DATA EXTRACT Start Marker

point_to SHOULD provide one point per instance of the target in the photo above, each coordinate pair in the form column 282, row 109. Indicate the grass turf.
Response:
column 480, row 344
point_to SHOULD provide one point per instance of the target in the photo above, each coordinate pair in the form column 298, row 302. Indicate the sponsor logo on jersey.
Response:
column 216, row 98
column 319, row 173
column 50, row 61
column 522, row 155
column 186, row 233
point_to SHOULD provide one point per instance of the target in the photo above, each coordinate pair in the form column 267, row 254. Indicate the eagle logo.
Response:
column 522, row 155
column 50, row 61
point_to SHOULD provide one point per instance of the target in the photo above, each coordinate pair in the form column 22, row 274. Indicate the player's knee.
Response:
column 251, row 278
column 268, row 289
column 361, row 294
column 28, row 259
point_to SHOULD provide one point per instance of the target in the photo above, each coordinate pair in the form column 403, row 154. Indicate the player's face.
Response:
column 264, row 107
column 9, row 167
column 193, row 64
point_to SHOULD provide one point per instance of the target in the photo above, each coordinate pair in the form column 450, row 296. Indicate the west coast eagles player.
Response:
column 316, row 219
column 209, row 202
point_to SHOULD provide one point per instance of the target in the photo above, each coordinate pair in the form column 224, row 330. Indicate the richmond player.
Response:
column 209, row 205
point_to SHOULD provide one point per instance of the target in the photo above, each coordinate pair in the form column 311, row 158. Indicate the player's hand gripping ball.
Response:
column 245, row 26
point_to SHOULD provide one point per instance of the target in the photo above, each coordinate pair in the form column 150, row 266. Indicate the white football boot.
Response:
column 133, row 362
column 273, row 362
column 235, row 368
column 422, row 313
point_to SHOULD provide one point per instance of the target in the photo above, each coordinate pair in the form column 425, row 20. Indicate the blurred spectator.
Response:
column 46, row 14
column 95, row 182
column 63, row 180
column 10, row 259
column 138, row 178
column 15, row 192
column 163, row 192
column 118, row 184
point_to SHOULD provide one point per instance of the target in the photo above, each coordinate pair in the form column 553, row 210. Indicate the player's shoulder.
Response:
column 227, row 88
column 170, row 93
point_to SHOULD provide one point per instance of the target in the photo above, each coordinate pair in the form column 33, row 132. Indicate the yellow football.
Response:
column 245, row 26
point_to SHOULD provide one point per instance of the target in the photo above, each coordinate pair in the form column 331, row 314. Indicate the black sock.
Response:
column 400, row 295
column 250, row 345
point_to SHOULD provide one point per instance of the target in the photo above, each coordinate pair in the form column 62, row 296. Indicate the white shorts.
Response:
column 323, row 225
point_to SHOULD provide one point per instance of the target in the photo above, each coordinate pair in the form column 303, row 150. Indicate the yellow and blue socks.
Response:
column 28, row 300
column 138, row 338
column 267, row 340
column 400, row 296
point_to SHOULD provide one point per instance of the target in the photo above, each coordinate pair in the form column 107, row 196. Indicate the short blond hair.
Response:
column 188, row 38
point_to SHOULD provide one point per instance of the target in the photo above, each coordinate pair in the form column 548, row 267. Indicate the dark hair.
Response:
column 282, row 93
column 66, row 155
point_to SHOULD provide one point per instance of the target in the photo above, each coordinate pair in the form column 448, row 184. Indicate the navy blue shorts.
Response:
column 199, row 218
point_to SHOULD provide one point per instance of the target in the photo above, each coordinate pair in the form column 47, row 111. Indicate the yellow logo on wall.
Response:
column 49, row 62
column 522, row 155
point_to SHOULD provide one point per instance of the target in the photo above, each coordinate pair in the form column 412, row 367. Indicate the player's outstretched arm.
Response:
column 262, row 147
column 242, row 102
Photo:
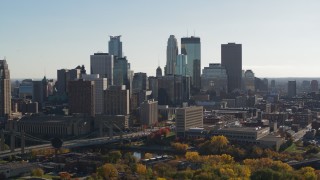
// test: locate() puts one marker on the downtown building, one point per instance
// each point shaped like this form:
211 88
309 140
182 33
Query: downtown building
102 64
292 88
82 97
149 112
173 90
5 90
214 79
100 84
188 118
231 59
115 46
63 78
172 52
191 47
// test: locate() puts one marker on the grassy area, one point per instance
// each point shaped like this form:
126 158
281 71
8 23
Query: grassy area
294 149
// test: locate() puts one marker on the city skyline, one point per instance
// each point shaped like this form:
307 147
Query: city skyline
279 39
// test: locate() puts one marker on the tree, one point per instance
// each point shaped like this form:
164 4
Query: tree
308 173
64 176
108 171
192 156
114 156
37 172
148 155
141 169
219 142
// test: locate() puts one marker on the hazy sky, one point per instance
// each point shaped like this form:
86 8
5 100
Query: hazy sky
280 38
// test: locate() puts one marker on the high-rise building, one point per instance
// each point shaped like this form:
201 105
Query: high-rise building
159 72
173 90
40 92
196 74
102 64
140 81
120 72
82 97
214 79
314 86
292 88
181 66
172 52
231 59
100 84
248 81
149 112
153 86
188 117
191 47
5 89
115 46
116 99
64 76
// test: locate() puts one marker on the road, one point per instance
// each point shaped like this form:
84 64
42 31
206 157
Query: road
79 143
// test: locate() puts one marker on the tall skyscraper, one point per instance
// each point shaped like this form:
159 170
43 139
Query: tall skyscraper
173 90
172 52
140 81
82 97
116 100
231 59
188 117
102 64
100 84
214 79
64 76
314 86
115 46
159 72
191 47
149 112
248 81
292 88
120 72
5 89
181 66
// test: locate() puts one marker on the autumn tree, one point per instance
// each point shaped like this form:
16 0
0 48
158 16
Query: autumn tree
37 172
308 173
64 176
192 156
107 171
141 169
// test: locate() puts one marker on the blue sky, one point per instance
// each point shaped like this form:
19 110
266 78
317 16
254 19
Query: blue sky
279 38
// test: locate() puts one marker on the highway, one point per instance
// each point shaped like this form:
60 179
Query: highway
79 143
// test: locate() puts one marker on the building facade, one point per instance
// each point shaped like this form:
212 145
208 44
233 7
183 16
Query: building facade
214 79
140 81
5 89
172 52
191 47
181 66
188 117
115 46
292 88
82 97
231 59
116 100
100 84
102 64
149 112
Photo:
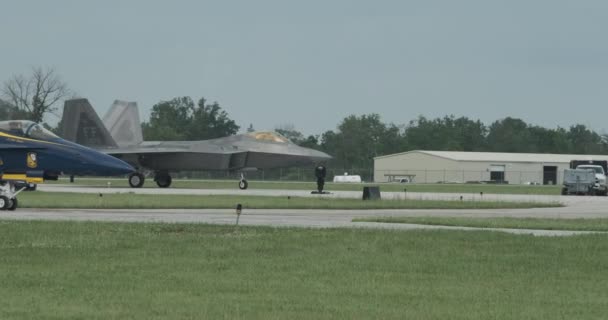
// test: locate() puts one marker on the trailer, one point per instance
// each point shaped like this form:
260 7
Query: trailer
579 181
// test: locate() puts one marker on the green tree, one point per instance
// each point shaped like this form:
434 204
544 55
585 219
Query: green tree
359 139
584 141
181 119
37 94
509 135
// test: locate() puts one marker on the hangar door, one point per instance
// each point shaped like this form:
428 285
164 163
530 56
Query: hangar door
497 173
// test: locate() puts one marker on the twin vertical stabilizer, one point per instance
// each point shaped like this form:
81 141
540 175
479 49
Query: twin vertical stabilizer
120 127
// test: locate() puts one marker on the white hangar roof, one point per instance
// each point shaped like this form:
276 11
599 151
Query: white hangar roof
503 156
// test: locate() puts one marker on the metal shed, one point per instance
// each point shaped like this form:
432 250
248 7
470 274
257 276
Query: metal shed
420 166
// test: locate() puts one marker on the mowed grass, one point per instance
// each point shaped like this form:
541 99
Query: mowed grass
71 270
396 187
142 201
599 224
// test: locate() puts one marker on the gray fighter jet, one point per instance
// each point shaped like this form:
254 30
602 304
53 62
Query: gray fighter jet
120 135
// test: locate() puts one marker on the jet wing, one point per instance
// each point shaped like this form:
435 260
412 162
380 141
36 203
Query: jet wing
179 158
8 146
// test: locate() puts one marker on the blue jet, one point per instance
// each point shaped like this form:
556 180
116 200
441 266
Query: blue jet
30 154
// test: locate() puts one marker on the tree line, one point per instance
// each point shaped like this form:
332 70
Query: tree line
354 143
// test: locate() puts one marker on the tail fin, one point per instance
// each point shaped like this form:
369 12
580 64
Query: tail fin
122 121
81 124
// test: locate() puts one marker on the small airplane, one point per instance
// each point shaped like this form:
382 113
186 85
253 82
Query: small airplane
31 154
120 135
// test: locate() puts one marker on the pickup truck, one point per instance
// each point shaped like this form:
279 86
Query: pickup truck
586 177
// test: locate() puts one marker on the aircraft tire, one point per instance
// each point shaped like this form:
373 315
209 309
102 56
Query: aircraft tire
4 203
163 180
13 204
136 180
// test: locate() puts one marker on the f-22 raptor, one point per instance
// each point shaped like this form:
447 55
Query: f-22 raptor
120 135
29 153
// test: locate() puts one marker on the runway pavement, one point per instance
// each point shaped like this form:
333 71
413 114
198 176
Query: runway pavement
576 207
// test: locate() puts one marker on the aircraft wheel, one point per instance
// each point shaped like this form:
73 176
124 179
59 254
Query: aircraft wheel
4 202
13 204
163 180
136 180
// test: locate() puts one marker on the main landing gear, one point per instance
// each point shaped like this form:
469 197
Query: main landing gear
162 179
8 196
136 180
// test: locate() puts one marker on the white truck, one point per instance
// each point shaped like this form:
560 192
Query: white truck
586 177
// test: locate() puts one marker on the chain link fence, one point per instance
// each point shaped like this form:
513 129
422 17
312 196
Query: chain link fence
408 176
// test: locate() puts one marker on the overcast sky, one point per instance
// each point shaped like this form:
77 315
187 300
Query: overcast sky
311 63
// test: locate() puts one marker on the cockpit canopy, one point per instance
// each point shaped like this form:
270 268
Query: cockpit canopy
27 129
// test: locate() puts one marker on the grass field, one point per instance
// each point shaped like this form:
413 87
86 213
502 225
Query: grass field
232 184
69 270
600 224
130 200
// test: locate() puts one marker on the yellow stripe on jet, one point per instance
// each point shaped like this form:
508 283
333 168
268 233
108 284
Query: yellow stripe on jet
18 138
21 177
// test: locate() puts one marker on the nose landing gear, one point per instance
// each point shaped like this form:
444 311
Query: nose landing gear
243 183
163 179
8 196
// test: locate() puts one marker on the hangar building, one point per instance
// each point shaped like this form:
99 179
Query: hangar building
420 166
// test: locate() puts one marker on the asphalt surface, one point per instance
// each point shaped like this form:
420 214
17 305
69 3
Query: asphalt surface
576 207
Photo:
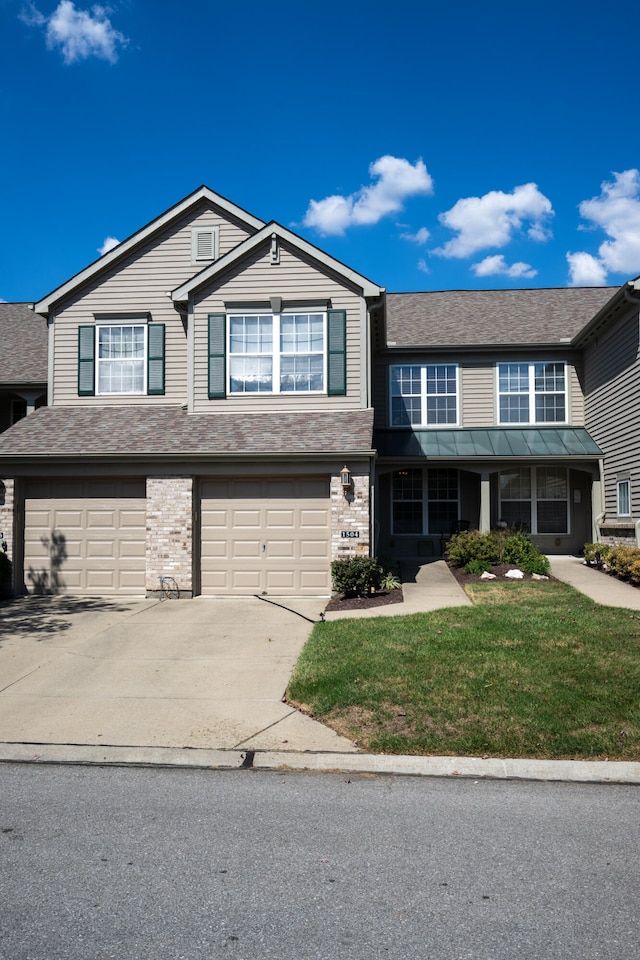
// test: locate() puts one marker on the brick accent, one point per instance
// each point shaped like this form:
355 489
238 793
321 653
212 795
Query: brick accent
350 513
170 532
7 502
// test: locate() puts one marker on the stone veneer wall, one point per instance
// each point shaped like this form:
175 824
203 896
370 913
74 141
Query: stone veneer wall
170 532
350 514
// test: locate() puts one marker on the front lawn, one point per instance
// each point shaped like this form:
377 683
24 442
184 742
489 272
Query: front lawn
531 670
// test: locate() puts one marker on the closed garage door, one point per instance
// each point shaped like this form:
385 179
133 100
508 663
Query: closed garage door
265 536
85 537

DATA EXTRACT End Marker

| PROBLEM DETAILS |
Where a line above contains the string "hair", copy that line.

| FINAL ANSWER |
point_to SHOULD provide one point per instance of the target in the photo above, each coordinate pair in the form column 107, row 196. Indicate the short blond hair.
point_to SHOULD provide one point per instance of the target in the photo above, each coordinate pair in the form column 548, row 267. Indicate the dark hair.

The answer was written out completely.